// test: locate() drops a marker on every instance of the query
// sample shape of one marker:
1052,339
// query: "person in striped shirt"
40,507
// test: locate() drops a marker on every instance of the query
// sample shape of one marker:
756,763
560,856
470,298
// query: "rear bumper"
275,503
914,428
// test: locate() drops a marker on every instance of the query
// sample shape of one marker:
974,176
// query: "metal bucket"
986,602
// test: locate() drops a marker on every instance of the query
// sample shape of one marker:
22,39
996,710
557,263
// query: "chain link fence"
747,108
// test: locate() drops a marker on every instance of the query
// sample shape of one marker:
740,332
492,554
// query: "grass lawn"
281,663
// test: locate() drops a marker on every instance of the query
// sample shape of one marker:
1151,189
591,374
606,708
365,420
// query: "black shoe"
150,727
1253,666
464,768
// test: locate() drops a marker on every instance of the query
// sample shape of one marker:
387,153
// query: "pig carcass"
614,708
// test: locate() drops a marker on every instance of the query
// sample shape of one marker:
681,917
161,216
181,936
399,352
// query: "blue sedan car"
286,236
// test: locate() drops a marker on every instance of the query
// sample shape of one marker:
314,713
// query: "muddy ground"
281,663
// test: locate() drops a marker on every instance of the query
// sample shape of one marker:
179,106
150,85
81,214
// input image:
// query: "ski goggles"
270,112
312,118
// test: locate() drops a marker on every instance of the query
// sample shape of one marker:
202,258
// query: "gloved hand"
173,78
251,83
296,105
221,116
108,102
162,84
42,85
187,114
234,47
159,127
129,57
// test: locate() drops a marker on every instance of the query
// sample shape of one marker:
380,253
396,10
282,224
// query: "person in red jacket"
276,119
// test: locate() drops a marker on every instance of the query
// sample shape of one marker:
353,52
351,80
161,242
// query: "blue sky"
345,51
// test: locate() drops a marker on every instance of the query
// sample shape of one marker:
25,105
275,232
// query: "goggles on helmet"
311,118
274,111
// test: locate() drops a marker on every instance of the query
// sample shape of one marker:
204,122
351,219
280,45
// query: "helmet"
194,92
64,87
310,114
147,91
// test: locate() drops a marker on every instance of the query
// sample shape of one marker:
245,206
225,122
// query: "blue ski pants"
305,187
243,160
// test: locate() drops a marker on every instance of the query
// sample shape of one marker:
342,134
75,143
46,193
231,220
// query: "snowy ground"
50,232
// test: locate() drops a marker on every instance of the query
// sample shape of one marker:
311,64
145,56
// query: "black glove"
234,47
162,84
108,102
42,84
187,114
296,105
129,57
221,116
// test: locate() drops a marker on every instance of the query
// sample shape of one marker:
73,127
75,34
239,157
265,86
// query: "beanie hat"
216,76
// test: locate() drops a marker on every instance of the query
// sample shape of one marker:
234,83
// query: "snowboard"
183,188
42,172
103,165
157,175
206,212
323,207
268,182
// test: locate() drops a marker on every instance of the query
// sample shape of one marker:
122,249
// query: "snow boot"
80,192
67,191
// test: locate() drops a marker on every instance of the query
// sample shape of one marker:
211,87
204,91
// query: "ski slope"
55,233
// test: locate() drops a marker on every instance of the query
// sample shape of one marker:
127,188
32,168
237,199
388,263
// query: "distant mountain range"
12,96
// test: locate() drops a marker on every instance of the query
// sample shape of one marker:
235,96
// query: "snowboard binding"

□ □ □ □ □ □ □

> [TASK BRIEF]:
Every line of the listing should be reproduced exactly.

> [RESULT]:
// test: locate() drops a marker on every instance of the query
// sample shape of one marker:
1052,339
// query: "person in striped shirt"
40,507
// test: locate() drops a marker on every instance of the query
// sample shape of one marker:
756,763
560,856
470,298
// query: "rear bumper"
275,503
914,428
// test: locate() drops a marker on every instance of the query
// sample shape of one marker:
974,176
// query: "metal bucket"
986,602
// test: locate() drops a marker on every instance of the query
// sample shape of one marker:
22,39
996,710
557,263
// query: "chain link fence"
747,108
// test: locate() drops a marker on every instance of the query
// sample shape of one marker:
740,332
492,554
// query: "grass lawn"
281,663
// test: locate() drops a marker on every instance of the query
// sample shape of one marker:
1151,189
591,374
606,708
365,420
// query: "black shoe"
150,727
1253,666
464,768
// test: locate() drops a marker on every instance of the query
// sample shape of one marker:
387,153
// query: "pig carcass"
614,708
// test: locate() drops a marker on every instance of the query
// sample shape of one marker:
681,917
161,216
181,936
399,352
// query: "blue sedan car"
286,236
// test: locate() drops a marker on every instance of the query
// sample shape of one marker:
314,713
// query: "muddy ground"
281,663
// test: locate() drops a marker on every instance of the query
// sample shape of one marker:
179,106
150,85
81,214
// input image:
// query: "ski goggles"
270,112
312,118
// test: locate() drops a marker on every instance of the query
// sample shape of one marker:
202,258
// query: "gloved hand"
173,78
251,83
296,105
221,116
108,102
162,84
42,85
187,114
234,47
159,127
129,57
// test: locate() drops a marker on every instance of the query
// sample shape of one marker:
380,253
396,10
282,224
// query: "person in red jacket"
276,119
// test: locate() drops a marker on every instance of the query
// sample shape of one marker:
353,52
351,80
161,242
// query: "blue sky"
345,51
// test: locate() drops a marker on every instance of the query
// sample shape of one marker:
25,105
275,232
// query: "goggles on helmet"
311,118
274,111
// test: locate() drops a marker on every instance of the query
// sample shape of one marker:
204,122
351,219
280,45
// query: "helmet"
194,92
64,87
310,114
147,91
// test: locate() drops a marker on every instance of the query
// sample shape of one marker:
245,206
225,122
// query: "blue ski pants"
305,187
243,160
// test: locate() drops a marker on every instance of the query
// sample shape of one marker:
342,134
75,143
46,193
231,220
// query: "snowy ground"
50,232
// test: locate() drops a marker on every instance of the query
// sample shape of one marker:
311,64
145,56
// query: "black glove"
234,47
162,84
108,102
42,84
187,114
296,105
129,57
221,116
// test: locate() drops a marker on every instance of the query
// sample shape of one marker:
73,127
75,34
239,157
265,86
// query: "beanie hat"
216,76
// test: locate() drops a marker on every instance of the query
// sample shape of one marker:
234,83
// query: "snowboard"
183,188
42,172
103,165
157,175
206,212
323,207
268,182
// test: locate() drops a marker on every instance of the query
// sample shape of one marker:
122,249
// query: "snow boot"
80,192
67,191
// test: locate() drops a marker on every instance of the query
// sample shape of one marker:
211,87
204,91
// query: "ski slope"
55,233
// test: locate() drops a marker on every instance of the query
// sample shape of one marker:
127,188
32,168
237,199
388,263
// query: "distant mountain range"
12,96
// test: locate() drops a marker on every instance of the query
// sample shape of one marker:
235,96
// query: "snowboard binding"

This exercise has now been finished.